Return, without anything added, the lines from the one containing "point: white cloud" through the end of the entries below, exactly as written.
--- EXTRACTED MATERIAL Enclosed Below ---
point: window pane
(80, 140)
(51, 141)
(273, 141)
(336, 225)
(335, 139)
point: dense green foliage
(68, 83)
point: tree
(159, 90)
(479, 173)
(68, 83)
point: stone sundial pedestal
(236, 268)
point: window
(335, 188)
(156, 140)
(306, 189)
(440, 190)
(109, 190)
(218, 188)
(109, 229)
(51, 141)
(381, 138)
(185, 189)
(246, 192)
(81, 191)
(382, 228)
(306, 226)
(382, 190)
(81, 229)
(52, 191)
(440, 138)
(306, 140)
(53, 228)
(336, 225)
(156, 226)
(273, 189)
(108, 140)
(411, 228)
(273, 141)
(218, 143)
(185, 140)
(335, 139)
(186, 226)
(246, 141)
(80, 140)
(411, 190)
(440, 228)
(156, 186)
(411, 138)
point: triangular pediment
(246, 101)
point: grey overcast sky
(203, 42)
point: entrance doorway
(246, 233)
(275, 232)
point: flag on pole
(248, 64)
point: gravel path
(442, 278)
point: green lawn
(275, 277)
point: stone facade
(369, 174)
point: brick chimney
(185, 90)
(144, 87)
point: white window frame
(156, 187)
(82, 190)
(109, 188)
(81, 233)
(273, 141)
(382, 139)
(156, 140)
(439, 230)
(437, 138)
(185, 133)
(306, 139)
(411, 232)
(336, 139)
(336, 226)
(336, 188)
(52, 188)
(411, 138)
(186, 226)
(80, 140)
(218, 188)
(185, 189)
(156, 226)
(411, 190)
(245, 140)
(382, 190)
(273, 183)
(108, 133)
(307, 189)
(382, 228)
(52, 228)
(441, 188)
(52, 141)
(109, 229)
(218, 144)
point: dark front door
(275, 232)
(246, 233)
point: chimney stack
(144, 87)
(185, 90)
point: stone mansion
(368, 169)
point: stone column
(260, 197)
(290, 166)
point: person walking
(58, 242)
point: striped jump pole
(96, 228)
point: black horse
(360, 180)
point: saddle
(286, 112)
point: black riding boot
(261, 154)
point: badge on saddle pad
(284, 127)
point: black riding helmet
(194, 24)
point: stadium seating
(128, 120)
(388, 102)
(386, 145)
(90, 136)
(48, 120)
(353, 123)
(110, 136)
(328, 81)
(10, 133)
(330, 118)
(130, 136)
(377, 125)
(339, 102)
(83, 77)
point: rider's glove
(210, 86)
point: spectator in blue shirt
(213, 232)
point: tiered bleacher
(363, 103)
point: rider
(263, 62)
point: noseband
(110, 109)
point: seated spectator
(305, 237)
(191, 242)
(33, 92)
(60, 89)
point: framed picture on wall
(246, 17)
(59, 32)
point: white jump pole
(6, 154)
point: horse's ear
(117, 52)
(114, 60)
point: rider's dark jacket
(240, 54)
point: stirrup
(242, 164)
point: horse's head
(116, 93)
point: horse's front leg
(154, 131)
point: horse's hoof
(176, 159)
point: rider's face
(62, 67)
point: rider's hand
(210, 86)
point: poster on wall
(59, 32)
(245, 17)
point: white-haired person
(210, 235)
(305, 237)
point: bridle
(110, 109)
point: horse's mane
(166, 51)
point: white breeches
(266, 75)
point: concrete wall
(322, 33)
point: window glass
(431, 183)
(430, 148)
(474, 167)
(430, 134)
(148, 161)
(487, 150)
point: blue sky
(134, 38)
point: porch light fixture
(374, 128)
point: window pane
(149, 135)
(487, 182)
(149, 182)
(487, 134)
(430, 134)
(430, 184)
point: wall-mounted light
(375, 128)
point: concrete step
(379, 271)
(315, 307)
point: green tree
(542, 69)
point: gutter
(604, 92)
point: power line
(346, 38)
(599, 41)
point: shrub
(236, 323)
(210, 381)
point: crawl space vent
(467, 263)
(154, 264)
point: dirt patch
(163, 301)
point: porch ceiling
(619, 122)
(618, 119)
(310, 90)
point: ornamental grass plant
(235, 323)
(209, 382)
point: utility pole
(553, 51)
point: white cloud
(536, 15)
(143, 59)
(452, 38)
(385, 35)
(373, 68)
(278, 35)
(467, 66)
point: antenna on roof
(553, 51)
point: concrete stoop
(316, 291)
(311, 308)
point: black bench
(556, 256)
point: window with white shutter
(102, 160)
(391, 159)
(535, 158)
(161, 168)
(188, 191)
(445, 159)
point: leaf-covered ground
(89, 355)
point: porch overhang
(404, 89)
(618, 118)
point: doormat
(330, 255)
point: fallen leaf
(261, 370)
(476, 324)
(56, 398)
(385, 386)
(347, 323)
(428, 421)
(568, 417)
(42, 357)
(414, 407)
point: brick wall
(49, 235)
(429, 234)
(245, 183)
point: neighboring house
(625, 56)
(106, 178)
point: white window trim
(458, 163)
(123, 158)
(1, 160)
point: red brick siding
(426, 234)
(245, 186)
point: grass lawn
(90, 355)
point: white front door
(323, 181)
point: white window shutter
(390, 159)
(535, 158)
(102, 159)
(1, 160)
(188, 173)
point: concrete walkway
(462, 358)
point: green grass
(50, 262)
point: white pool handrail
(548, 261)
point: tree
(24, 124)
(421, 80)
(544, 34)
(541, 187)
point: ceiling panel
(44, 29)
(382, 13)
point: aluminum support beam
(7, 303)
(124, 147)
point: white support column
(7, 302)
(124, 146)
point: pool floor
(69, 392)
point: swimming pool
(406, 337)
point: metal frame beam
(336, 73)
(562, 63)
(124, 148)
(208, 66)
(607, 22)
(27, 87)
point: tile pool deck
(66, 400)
--- End of Enclosed EXTRACTED MATERIAL ---
> [SOLUTION FOR THIS PROBLEM]
point: white cloud
(536, 15)
(143, 59)
(452, 38)
(385, 35)
(373, 68)
(278, 35)
(467, 66)
point: antenna on roof
(553, 51)
point: concrete stoop
(316, 291)
(311, 308)
point: black bench
(556, 256)
point: window with white shutter
(102, 160)
(391, 159)
(535, 158)
(161, 168)
(188, 191)
(445, 159)
point: leaf-covered ground
(89, 355)
point: porch overhang
(404, 89)
(618, 118)
point: doormat
(330, 255)
point: fallen leaf
(261, 370)
(476, 324)
(56, 398)
(385, 386)
(347, 323)
(428, 421)
(568, 417)
(42, 357)
(414, 407)
point: brick wall
(49, 235)
(429, 234)
(245, 183)
point: neighboring house
(625, 56)
(106, 178)
point: white window trim
(458, 163)
(123, 158)
(1, 160)
point: red brick siding
(426, 234)
(245, 186)
point: grass lawn
(90, 355)
point: white front door
(323, 181)
point: white window shutter
(390, 159)
(535, 158)
(102, 159)
(1, 160)
(188, 173)
point: concrete walkway
(462, 358)
point: green grass
(50, 262)
point: white pool handrail
(548, 261)
point: tree
(24, 124)
(421, 80)
(544, 34)
(541, 187)
point: ceiling panel
(44, 29)
(382, 13)
point: aluminum support beam
(7, 303)
(124, 147)
point: white support column
(7, 302)
(124, 146)
point: pool floor
(69, 392)
point: swimming pool
(406, 337)
point: metal frame beam
(336, 73)
(562, 63)
(124, 148)
(208, 66)
(607, 22)
(27, 87)
point: tile pool deck
(66, 400)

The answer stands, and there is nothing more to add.